**Directive 1**. Revise the passage on hell, starting with "Sometimes our sentencing" and going on through "bars for jaywalking.", so that "jaywalking" becomes "littering".
**Directive 2**. Put this sentence from the passage on hell into Spanish: "We can all understand that there are consequences for our actions."

**Document passage**.
※

Focal Passage: II Thessalonians 1:3-12
If you can consider hell free from any pause in your spirit, doubt, or struggle then you might be doing so too flippantly. I feel small and insufficient when I consider a place of torment that people go to forever. If you feel the same way then we are in good company. Commenting on a passage in Matthew, David Platt writes, “If we’re honest, these truths about heaven and hell are a little overwhelming … We wonder, ‘Is it really true?’ ”
Pondering the reality of hell doesn’t carry with it an automatic “low view” of Scripture perspective. No, those who have a high view of Scripture, those who believe that the Bible is God’s Word are the ones who are going to struggle the most with the reality of a place of agonizing punishment that will never end. So let’s ponder together the reality of hell.
In my estimation, it isn’t the fact that hell is a place of punishment that gives us pause. We can all understand that there are consequences for our actions.
In fact, you’ve probably watched some kind of court show on TV. We watch these shows and assume the position of armchair judge. We sit in our living rooms, hear the case, then agree or disagree with the decision of the judge and provide our own ruling in turn.
Sometimes our sentencing would be more severe, sometimes less. I don’t think any judge, actual or armchair, has ever dropped the gavel sentencing someone to 100 years behind bars for jaywalking.

※

**Provided material**.
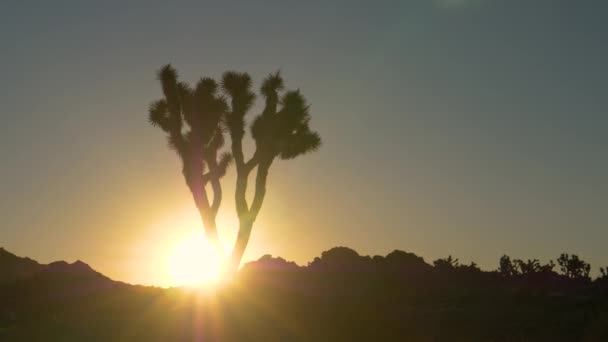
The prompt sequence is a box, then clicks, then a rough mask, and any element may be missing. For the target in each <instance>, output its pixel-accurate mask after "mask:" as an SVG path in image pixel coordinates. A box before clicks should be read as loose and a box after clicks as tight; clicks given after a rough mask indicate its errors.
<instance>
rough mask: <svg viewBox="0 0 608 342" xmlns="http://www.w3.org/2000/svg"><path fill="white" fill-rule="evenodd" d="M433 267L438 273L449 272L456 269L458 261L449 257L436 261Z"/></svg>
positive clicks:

※

**Task output 1**.
Sometimes our sentencing would be more severe, sometimes less. I don’t think any judge, actual or armchair, has ever dropped the gavel sentencing someone to 100 years behind bars for littering.

**Task output 2**. Todos podemos entender que nuestras acciones tienen consecuencias.